Work instructions — The answer must consist of each line below that holds the word "carpeted", copied as it stands.

Given information —
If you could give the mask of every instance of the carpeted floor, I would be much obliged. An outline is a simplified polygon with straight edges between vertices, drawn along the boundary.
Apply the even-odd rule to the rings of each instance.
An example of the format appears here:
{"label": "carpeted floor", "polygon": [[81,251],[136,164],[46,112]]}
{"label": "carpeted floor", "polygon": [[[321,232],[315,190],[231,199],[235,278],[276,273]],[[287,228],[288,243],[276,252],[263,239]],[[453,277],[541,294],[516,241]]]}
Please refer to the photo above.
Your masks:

==

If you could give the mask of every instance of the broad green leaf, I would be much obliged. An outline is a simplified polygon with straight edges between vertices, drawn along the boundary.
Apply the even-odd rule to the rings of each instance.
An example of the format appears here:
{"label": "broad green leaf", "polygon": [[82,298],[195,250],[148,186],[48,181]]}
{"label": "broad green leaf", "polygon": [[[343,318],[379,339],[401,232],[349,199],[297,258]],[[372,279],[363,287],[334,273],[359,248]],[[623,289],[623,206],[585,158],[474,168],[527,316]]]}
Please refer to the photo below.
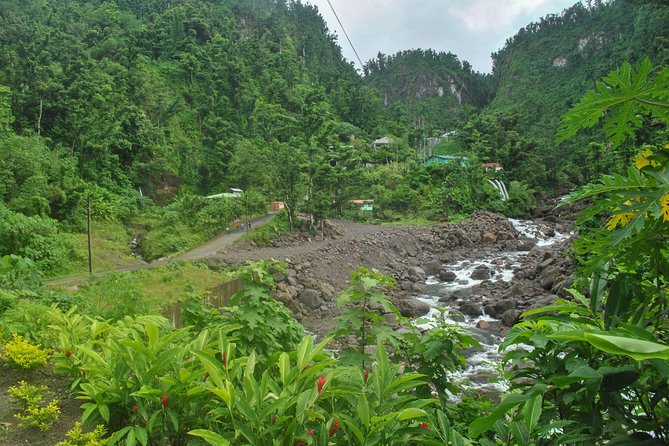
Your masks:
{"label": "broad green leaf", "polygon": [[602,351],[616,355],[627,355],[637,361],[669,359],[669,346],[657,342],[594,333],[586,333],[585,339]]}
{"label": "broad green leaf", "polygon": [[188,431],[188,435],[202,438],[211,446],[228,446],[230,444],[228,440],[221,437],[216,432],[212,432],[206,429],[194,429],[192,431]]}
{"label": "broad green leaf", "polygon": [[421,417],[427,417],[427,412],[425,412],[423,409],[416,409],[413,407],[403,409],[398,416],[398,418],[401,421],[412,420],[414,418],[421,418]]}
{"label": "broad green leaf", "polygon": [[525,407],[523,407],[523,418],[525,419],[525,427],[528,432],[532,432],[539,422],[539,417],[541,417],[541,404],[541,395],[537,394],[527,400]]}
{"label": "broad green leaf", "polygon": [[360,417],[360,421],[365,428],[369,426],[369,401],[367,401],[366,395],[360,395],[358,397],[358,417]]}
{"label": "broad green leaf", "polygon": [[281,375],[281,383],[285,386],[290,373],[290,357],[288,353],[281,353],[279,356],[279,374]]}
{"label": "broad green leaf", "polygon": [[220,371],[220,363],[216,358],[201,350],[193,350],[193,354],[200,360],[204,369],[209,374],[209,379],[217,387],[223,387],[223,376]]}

Response to this task —
If you could give the mask of every instance of the carpeted floor, I would be much obliged. An outline is a simplified polygon with straight edges between vertices, drawn along the boundary.
{"label": "carpeted floor", "polygon": [[81,251],[136,164],[46,112]]}
{"label": "carpeted floor", "polygon": [[[321,232],[315,190],[231,199],[235,278],[276,273]],[[287,228],[288,243],[276,252],[263,239]],[[453,277],[541,294],[516,241]]]}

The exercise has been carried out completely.